TESTO »

Il “dietro le quinte” del tennis non attira granché
La serie-documentario che lo racconta, Break Point, sembra funzionare meno di quelle di altri sport ed è andata peggio negli ascolti
Negli ultimi anni si è piuttosto diffuso un formato di serie-documentario che punta a mostrare il cosiddetto “dietro le quinte” degli sport, facendo emergere informazioni normalmente escluse dall’abituale racconto giornalistico, che per molto tempo erano state percepite come riservate e difficilmente condivisibili con il pubblico. Alcune di queste hanno avuto un grande successo, a partire da quella sulla Formula 1 Drive to Survive, che ha fatto da modello per diverse altre successive. Quella sul tennis invece, Break Point, sta avendo risultati deludenti, soprattutto se si considerano le grandi aspettative, il maggior successo di altri prodotti simili e l’imponente lavoro produttivo.
Alcuni giorni fa la piattaforma di streaming Netflix ha pubblicato i dati con le visualizzazioni di film e serie tv tra gennaio e giugno del 2023: Break Point ha totalizzato 30,5 milioni di ore di streaming in tutto il mondo. Sono circa un terzo rispetto ai 90,2 milioni di ore della quinta stagione di Drive to Survive e molti in meno anche dei 53,1 milioni di ore di Full Swing, sul golf, entrambe dal format molto simile.

CONSEGNA A »
Elenca tutti i titoli di serie-documentario citati nell'articolo su Break Point.
CONSEGNA B »
Riporta il passo dell'articolo su Break Point che si apre con le parole contenenti "Alcuni giorni fa" e si chiude con "format molto simile.".

Voci salvate
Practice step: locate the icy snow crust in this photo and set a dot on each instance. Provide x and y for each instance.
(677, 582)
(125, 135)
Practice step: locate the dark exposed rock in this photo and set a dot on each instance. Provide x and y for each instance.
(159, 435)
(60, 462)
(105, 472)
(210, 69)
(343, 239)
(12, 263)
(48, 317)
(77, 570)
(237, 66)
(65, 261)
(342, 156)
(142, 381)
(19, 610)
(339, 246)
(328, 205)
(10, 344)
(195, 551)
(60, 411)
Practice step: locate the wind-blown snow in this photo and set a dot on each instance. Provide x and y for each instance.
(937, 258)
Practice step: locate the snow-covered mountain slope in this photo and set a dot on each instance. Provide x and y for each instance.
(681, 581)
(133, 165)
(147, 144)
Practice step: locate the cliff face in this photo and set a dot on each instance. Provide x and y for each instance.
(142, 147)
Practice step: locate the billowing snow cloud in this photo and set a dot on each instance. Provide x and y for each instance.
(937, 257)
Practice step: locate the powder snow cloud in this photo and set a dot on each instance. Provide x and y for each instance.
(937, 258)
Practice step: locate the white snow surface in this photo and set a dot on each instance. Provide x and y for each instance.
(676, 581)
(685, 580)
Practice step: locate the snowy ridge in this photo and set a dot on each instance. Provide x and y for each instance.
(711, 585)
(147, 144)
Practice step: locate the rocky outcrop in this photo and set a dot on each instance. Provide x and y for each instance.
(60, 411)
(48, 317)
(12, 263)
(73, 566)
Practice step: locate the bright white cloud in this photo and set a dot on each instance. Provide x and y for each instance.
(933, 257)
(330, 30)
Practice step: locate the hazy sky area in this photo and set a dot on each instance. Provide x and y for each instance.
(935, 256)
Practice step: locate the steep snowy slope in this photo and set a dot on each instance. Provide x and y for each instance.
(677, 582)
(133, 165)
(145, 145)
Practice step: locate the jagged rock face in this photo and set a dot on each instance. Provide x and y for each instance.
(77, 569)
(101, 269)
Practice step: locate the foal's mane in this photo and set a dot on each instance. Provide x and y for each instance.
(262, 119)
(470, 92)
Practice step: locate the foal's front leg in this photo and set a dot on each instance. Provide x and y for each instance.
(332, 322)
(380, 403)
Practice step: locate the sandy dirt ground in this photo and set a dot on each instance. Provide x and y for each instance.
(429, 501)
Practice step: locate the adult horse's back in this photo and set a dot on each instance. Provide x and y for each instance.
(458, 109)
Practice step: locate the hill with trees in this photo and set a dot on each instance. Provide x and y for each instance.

RISPOSTA CORRETTA A »
Break Point, Drive to Survive, Full Swing

RISPOSTA CORRETTA B »
Alcuni giorni fa la piattaforma di streaming Netflix ha pubblicato i dati con le visualizzazioni di film e serie tv tra gennaio e giugno del 2023: Break Point ha totalizzato 30,5 milioni di ore di streaming in tutto il mondo. Sono circa un terzo rispetto ai 90,2 milioni di ore della quinta stagione di Drive to Survive e molti in meno anche dei 53,1 milioni di ore di Full Swing, sul golf, entrambe dal format molto simile.